Written instruction:
Quote the rows below word for word, beginning with the first line and ending with the line that contains "M39 69L42 61L22", with both of those lines included.

Collected data entries
****

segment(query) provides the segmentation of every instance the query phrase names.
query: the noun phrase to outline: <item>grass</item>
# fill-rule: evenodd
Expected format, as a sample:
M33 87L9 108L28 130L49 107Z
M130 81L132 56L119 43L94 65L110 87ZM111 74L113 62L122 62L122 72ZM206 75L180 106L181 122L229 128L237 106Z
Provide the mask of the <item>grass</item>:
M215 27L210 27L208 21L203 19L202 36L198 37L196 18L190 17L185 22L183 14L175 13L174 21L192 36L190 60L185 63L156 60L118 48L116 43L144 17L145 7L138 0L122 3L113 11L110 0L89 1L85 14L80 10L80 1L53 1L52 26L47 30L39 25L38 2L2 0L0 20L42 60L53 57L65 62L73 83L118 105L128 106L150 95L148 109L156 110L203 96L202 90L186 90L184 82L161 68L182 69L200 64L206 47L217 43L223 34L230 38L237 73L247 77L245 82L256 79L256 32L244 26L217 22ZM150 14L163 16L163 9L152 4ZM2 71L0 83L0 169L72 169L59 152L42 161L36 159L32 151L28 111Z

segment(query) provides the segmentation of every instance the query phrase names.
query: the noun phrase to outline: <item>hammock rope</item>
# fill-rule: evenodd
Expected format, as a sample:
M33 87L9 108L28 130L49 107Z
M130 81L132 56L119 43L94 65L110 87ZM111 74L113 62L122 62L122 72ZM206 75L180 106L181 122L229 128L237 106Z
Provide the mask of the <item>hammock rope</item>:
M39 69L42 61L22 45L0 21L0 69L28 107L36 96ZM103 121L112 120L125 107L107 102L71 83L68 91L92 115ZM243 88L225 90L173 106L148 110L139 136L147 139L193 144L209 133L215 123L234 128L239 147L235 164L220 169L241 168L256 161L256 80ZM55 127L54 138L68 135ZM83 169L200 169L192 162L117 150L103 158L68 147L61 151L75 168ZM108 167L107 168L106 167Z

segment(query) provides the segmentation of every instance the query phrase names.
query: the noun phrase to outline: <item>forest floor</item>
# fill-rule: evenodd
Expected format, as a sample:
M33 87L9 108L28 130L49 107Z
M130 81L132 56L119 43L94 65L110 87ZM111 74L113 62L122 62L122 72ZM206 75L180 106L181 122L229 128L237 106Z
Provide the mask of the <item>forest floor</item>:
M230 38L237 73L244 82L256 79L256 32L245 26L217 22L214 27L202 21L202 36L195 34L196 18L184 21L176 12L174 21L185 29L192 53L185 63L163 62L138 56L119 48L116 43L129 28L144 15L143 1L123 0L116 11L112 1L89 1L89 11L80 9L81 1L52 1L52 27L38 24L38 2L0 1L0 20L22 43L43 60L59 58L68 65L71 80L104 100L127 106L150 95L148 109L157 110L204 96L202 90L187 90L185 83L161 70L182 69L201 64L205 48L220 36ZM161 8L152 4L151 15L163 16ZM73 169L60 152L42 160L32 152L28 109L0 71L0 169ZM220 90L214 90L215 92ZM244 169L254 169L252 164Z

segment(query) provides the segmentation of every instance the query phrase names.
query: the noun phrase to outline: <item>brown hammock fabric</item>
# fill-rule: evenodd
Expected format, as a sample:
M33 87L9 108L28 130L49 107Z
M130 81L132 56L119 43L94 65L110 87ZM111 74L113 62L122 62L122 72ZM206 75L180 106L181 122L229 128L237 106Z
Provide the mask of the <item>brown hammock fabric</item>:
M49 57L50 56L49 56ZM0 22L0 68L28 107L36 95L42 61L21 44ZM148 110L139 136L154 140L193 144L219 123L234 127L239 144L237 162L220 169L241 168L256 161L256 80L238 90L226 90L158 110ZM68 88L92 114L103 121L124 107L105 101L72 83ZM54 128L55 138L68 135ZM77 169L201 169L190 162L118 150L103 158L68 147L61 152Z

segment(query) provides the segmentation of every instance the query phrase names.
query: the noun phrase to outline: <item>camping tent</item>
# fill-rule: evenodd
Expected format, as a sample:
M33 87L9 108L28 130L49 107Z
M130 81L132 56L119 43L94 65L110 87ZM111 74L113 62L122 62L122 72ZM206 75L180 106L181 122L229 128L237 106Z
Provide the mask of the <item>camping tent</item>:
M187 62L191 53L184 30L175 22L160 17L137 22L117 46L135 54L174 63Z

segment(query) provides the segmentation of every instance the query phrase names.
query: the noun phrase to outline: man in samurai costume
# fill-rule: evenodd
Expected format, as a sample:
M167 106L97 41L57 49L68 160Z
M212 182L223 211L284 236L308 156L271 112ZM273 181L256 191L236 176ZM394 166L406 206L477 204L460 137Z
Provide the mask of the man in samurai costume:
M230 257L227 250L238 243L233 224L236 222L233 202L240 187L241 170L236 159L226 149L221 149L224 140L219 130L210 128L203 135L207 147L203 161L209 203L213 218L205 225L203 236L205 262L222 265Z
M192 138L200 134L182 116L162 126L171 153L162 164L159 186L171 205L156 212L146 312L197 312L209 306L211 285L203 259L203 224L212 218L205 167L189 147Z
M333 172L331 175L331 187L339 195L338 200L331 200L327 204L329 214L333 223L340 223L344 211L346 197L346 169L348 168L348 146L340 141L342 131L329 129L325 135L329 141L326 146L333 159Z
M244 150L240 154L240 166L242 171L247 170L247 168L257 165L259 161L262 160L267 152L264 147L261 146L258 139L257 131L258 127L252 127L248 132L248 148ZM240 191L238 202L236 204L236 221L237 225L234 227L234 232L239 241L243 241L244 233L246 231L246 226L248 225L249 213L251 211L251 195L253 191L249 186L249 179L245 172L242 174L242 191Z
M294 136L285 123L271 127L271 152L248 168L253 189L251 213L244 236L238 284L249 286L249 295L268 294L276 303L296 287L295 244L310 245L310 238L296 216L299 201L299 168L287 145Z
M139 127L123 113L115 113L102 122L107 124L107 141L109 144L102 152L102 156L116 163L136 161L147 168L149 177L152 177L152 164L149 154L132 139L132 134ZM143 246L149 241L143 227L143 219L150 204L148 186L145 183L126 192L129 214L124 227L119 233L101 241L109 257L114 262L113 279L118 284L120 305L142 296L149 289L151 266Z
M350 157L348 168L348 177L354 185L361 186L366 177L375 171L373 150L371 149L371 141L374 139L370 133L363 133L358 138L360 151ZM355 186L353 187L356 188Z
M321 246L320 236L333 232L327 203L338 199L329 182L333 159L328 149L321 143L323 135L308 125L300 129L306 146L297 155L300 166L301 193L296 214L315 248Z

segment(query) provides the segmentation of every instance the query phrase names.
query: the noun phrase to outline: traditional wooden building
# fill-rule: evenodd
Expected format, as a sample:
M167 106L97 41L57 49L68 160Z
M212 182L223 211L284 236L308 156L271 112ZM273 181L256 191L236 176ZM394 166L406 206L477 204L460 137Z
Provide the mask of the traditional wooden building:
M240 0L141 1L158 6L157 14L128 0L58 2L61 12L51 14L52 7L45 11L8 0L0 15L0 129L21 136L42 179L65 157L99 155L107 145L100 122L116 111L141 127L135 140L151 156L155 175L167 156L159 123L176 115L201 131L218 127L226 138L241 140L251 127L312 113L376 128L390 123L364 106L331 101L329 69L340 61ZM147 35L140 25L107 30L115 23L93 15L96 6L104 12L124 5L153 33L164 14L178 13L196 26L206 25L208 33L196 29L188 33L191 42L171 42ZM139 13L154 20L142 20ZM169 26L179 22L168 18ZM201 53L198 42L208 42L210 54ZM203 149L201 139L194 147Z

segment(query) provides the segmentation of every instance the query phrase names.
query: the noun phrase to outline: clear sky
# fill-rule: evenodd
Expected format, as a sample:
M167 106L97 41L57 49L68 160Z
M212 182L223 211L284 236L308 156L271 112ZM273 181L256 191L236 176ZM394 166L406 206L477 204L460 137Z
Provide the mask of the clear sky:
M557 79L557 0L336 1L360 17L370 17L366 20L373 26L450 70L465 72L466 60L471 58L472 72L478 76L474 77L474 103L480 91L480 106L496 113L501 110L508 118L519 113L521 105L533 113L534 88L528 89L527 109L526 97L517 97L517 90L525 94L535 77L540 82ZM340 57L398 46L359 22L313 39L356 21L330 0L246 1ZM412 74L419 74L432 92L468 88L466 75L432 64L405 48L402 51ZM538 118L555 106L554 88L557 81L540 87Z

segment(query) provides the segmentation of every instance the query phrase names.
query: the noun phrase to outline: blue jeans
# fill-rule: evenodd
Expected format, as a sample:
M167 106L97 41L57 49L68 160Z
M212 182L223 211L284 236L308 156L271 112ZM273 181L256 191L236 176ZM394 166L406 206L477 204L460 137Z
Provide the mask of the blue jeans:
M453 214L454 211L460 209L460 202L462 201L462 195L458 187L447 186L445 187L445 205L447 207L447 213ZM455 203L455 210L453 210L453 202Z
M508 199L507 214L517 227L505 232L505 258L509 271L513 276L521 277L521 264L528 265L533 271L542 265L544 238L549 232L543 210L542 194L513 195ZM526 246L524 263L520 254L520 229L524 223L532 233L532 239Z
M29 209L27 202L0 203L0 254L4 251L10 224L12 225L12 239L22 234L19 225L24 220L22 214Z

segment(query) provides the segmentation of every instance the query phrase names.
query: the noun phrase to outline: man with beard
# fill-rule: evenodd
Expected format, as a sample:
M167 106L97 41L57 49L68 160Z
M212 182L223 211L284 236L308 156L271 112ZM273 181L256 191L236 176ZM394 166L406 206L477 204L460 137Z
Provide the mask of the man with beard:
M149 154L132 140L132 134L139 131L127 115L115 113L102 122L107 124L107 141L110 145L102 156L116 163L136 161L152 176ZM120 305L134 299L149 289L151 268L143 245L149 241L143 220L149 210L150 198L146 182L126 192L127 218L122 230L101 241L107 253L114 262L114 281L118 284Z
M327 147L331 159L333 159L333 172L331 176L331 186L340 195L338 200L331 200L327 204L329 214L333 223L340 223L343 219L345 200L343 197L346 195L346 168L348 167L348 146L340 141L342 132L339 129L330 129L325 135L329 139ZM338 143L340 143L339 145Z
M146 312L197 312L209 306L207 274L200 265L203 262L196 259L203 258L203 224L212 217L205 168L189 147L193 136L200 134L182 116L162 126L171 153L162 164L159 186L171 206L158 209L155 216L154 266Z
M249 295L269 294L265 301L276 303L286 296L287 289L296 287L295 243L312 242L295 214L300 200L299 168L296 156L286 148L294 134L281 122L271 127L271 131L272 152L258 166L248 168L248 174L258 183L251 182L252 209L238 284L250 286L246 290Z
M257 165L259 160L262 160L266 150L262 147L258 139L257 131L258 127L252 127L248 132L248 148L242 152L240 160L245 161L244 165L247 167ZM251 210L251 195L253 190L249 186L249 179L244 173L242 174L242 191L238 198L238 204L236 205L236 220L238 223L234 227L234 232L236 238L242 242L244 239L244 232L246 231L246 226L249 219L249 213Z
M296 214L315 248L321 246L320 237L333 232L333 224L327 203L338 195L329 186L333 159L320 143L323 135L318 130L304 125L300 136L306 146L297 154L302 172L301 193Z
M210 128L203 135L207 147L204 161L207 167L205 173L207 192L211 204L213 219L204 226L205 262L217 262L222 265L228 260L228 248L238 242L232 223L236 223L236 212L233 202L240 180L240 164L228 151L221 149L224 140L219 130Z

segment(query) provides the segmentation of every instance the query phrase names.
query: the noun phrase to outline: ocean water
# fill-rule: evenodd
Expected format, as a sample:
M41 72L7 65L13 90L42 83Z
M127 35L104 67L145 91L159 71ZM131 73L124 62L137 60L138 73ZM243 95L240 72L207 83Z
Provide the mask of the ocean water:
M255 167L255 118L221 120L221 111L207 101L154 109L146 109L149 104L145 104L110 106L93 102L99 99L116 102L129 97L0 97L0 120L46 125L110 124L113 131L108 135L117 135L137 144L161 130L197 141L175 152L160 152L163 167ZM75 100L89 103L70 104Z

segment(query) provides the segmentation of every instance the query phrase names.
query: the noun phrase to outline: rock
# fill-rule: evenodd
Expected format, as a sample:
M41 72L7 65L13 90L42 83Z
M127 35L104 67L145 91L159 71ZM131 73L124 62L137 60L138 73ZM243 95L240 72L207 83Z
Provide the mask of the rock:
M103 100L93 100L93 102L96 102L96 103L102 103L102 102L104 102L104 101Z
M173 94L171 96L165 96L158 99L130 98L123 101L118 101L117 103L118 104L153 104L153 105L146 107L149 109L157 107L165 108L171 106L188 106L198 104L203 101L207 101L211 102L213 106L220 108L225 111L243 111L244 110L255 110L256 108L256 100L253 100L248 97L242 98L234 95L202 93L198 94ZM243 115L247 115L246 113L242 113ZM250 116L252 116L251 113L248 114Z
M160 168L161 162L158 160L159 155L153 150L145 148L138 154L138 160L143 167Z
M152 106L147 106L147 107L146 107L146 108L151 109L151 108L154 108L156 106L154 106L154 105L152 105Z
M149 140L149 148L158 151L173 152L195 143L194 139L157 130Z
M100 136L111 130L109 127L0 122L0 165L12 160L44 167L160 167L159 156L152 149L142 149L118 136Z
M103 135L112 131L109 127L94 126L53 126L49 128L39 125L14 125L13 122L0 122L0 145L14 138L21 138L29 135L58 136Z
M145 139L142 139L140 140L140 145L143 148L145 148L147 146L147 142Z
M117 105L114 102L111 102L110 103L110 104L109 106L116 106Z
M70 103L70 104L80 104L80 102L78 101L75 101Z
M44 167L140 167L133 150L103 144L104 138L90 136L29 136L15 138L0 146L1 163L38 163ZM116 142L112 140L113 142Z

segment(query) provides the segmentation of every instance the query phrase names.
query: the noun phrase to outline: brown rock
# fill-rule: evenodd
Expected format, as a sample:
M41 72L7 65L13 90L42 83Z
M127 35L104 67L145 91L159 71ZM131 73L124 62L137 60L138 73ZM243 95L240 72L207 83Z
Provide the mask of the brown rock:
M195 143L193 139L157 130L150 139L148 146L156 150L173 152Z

****

Complete answer:
segment(query) provides the segmentation of every instance the query phrase names.
query: the noun phrase to outline: <item>grass</item>
# fill-rule: evenodd
Expected format, as a sample:
M33 87L9 108L28 130L49 107Z
M130 81L132 56L119 43L94 65L110 87ZM111 74L113 62L122 62L122 72ZM206 75L180 106L181 122L229 128L237 106Z
Provide the mask of the <item>grass</item>:
M215 27L210 27L208 21L203 19L202 36L198 37L196 18L190 17L185 22L183 14L175 13L174 21L192 36L190 60L185 63L156 60L118 48L116 43L144 17L145 7L138 0L122 3L113 11L110 0L89 1L85 14L80 10L80 1L53 1L52 26L47 30L39 25L38 2L2 0L0 20L42 60L53 57L65 62L73 83L118 105L128 106L150 95L148 109L156 110L203 96L202 90L186 90L184 82L161 68L182 69L200 64L206 47L217 43L223 34L230 38L237 73L247 77L245 82L256 79L256 32L244 26L217 22ZM150 14L163 16L163 9L152 4ZM2 71L0 83L0 169L72 169L59 152L42 161L36 159L32 151L28 111Z

segment(query) provides the segmentation of every instance the query phrase names.
query: the noun phrase to outline: <item>hammock rope</item>
# fill-rule: evenodd
Expected format, as a sample:
M33 87L9 108L28 130L49 107Z
M130 81L132 56L119 43L94 65L110 87ZM111 74L113 62L122 62L122 72ZM206 75L180 106L181 122L229 128L237 106Z
Provide the mask of the <item>hammock rope</item>:
M39 69L42 61L22 45L0 21L0 69L28 107L36 96ZM103 121L112 120L125 107L107 102L71 83L68 91L92 115ZM243 88L225 90L173 106L148 110L139 136L147 139L193 144L209 133L215 123L234 128L239 147L235 164L220 169L241 168L256 161L256 80ZM55 127L54 138L68 135ZM83 169L200 169L192 162L117 150L103 158L68 147L61 151L75 168ZM108 167L107 168L106 167Z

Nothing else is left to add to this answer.